Well most technology is abusing physics ;P
Mass Effect tries to be on the "One Big Lie" Spectrum of Science Fiction Hardness, which means it tries to stick to real world physics but has one or two pieces of phlebotinum (eezo in Mass Effect) that it uses to explain the less realistic aspects.
In comparison, you have things which take known and developing world technologies and try to extrapolate from there, whilst sticking as close to what is possible as they can.
For example, take Ghost in the Shell or Deus Ex Human Revolution, which at least try to take what people are trying to do with real life prosthetics and go from there, assuming "major and sudden breakthroughs" in the whole brain-device interface. Assume we have a breakthrough make a learning machine that can be plugged into the brain so the brain and device can learn to work together like it's a limb, suddenly a lot of Human Revolution's augmentations become more plausible.

___

- Task requirements -
Carry on the forum post about science fiction hardness from the point where it stops.

(Dataset entries)
___

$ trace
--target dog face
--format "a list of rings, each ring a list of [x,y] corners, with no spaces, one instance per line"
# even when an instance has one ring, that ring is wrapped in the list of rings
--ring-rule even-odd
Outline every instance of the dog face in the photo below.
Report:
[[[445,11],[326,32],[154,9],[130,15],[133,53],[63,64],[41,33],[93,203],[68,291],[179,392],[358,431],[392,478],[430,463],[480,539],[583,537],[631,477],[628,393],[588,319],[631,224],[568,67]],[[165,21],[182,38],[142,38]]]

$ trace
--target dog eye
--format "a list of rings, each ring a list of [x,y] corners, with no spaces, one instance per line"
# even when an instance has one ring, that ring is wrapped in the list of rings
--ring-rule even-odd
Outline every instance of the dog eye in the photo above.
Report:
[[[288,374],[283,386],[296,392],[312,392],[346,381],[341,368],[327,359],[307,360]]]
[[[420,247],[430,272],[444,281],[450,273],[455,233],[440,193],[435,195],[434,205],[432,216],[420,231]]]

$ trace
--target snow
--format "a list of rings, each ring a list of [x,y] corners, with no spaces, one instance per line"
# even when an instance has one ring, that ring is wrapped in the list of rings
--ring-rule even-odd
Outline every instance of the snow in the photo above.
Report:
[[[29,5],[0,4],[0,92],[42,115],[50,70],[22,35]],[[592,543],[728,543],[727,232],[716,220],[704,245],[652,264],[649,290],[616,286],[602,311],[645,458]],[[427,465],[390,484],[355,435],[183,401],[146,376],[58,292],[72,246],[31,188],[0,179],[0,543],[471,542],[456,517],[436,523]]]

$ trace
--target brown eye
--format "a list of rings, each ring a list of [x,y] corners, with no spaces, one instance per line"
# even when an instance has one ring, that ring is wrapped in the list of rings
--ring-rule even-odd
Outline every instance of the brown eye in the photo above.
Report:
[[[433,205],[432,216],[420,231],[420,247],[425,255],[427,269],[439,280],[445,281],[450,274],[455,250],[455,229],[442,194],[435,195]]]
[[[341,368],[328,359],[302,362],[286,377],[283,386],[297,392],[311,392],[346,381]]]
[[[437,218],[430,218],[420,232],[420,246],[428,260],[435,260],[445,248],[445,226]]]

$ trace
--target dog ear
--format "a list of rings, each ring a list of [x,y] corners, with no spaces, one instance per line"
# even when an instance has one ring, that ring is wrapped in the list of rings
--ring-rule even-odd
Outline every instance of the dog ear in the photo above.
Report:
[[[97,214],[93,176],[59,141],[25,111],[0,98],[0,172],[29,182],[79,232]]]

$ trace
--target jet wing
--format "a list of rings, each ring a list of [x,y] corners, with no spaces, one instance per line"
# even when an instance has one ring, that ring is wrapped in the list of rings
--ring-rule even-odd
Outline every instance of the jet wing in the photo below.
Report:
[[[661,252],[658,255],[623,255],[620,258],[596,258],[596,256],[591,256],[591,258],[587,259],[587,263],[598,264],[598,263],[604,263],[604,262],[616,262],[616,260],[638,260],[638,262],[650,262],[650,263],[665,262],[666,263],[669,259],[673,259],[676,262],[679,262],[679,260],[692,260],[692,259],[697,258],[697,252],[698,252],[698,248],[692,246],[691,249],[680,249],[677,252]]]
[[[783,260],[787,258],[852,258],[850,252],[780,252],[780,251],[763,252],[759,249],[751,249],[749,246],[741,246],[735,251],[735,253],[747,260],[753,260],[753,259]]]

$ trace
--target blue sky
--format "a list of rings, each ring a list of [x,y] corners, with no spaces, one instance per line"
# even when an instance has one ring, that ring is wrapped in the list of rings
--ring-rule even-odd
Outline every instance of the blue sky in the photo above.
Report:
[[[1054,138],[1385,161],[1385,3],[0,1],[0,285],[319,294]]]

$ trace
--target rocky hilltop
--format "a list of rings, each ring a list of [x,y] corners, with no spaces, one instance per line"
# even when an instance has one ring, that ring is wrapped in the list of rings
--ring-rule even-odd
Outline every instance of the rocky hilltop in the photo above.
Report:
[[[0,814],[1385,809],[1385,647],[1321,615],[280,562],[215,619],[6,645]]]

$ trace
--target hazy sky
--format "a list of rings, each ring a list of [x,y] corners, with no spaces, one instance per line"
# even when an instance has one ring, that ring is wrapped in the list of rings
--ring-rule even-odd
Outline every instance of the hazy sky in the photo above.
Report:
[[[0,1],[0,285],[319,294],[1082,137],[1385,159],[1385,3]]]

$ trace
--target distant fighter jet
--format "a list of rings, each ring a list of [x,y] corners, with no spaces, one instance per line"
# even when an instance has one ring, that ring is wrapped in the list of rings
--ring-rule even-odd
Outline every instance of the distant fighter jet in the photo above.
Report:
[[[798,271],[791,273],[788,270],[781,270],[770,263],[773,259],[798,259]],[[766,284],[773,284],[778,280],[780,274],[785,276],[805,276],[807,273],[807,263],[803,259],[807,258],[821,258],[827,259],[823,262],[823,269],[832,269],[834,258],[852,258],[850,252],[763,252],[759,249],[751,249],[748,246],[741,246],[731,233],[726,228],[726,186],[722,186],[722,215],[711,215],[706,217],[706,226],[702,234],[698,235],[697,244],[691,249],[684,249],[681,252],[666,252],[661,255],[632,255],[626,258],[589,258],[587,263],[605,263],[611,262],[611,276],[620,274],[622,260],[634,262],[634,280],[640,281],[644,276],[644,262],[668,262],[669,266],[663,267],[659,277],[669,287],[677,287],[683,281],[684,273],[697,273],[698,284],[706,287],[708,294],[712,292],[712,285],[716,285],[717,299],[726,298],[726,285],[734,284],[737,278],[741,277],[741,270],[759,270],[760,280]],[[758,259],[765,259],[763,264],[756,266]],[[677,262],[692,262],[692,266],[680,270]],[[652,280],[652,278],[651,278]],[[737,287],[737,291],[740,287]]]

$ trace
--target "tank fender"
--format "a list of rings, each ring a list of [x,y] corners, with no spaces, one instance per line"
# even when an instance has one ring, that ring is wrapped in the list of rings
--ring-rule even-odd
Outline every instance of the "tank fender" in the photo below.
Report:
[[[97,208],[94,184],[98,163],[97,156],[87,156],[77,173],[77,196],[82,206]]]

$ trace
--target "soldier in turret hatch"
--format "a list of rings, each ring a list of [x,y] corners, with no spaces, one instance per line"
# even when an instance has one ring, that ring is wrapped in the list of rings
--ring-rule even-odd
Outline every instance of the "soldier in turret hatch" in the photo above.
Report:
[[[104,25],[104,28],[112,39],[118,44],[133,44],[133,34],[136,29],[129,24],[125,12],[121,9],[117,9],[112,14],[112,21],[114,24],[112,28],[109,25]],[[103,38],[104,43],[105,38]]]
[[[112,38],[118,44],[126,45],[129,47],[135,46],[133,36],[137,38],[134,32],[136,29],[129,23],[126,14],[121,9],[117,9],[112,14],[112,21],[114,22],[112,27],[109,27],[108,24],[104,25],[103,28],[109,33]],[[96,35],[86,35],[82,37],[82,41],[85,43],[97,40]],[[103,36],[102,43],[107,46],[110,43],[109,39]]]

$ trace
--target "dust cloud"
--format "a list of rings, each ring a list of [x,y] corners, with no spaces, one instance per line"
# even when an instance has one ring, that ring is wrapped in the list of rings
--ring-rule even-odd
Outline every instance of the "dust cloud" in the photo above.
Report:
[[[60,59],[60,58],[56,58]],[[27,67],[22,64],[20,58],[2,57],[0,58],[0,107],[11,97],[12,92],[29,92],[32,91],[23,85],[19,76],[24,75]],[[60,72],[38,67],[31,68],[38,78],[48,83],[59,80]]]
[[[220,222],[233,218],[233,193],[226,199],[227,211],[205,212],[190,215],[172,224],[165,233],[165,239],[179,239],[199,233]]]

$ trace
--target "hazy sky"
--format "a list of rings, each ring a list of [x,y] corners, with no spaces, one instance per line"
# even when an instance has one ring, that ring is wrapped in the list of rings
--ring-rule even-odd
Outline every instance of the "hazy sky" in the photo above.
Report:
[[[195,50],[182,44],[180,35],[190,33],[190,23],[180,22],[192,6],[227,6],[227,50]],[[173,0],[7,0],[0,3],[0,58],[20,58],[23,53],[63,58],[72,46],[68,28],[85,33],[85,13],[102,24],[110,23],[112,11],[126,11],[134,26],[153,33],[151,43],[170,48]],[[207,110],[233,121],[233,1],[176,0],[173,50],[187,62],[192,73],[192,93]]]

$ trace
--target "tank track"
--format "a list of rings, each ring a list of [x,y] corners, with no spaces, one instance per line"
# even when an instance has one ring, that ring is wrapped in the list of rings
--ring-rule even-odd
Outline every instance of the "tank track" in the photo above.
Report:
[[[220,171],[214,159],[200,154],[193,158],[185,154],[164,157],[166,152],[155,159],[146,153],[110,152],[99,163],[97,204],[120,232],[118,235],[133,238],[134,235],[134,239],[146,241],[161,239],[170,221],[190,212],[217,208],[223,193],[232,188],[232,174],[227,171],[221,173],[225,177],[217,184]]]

___

- Exercise response -
And you have soft science fiction which basically shrugs and says "science did it" to explain what amounts to space magic.
Mass Effect, at least the first one, did make attempts to be somewhat "hard" outside of "ezzo did it", especially if you read the codex, so those attempts at hardness can be at least considered and scrutinised.
The Mass Effect series tries to be hard sci-fi in the way that McDonalds tries to be gourmet food.
Magical space explosions that turn all organic DNA into part machine somehow. Bringing people back from the dead. Core concepts of what weapons are being completely changed EVERYWHERE inside of 2 years. Magic space children from beyond the stars. Some sort of DNA weather machine that magically cures all Krogan in the universe when it's turned on at Tuchanka. The crucible in its entireity. Turning an entire race into goo and then building a terminator skeleton of that race to somehow make them all live forever. Etc...
I admit that the first one made a decent attempt at being hard sci-fi, but the 2nd and 3rd game pretty much do away with the "one big lie" concept. It's pretty obvious that they aren't afraid to retcon anything inbetween games though. And then the third just throws away any pretense of the entire series scientific basis being taken seriously.